**Data for review**

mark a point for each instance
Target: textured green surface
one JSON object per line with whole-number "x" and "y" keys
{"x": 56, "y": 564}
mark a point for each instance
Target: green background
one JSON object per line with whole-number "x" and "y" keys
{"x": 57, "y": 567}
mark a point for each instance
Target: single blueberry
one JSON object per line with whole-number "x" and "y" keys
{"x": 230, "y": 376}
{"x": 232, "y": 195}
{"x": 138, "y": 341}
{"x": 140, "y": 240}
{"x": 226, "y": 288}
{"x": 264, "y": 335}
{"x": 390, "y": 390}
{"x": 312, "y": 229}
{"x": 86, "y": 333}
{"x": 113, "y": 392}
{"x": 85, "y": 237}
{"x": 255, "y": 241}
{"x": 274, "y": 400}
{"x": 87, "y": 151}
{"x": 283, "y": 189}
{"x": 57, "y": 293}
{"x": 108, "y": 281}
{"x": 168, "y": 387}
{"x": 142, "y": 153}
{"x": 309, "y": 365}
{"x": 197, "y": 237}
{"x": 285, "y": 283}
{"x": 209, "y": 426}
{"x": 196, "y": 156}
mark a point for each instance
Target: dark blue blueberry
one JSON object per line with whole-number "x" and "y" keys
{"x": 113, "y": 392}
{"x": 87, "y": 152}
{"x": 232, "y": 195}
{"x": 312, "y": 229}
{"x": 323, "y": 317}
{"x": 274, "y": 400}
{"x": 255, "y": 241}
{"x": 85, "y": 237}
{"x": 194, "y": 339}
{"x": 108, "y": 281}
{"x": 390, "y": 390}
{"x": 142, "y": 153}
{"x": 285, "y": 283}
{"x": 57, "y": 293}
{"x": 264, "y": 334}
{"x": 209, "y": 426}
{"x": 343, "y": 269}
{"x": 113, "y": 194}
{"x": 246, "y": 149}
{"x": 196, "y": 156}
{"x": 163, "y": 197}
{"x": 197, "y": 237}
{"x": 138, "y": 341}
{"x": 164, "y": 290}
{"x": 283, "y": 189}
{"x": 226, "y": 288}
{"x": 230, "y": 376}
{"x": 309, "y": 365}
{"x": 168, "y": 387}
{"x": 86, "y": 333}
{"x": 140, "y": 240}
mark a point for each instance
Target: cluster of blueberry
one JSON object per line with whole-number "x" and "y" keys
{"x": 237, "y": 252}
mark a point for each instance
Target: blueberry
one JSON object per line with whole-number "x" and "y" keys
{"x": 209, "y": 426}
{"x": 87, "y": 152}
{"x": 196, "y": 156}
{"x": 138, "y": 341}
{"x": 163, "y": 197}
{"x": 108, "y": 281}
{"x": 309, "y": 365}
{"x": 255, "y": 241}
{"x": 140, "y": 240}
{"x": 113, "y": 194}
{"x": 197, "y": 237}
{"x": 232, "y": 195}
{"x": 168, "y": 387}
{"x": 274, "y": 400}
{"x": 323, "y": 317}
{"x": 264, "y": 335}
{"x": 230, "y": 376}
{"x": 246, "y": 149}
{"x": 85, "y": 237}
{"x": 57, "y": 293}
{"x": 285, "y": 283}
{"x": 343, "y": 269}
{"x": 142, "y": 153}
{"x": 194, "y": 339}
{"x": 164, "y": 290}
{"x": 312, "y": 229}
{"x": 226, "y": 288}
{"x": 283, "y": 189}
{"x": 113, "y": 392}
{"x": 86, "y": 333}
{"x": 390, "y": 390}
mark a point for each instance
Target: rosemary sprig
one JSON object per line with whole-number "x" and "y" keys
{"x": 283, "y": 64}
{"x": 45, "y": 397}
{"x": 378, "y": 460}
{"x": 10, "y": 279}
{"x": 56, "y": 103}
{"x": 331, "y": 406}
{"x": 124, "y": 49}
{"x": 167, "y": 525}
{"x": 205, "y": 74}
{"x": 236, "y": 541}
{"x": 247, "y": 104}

**Aim of the exercise**
Bring together all lines from the listing that contain the word "blueberry".

**Response to the task**
Target: single blueberry
Target: dark blue blueberry
Target: cluster of blueberry
Target: blueberry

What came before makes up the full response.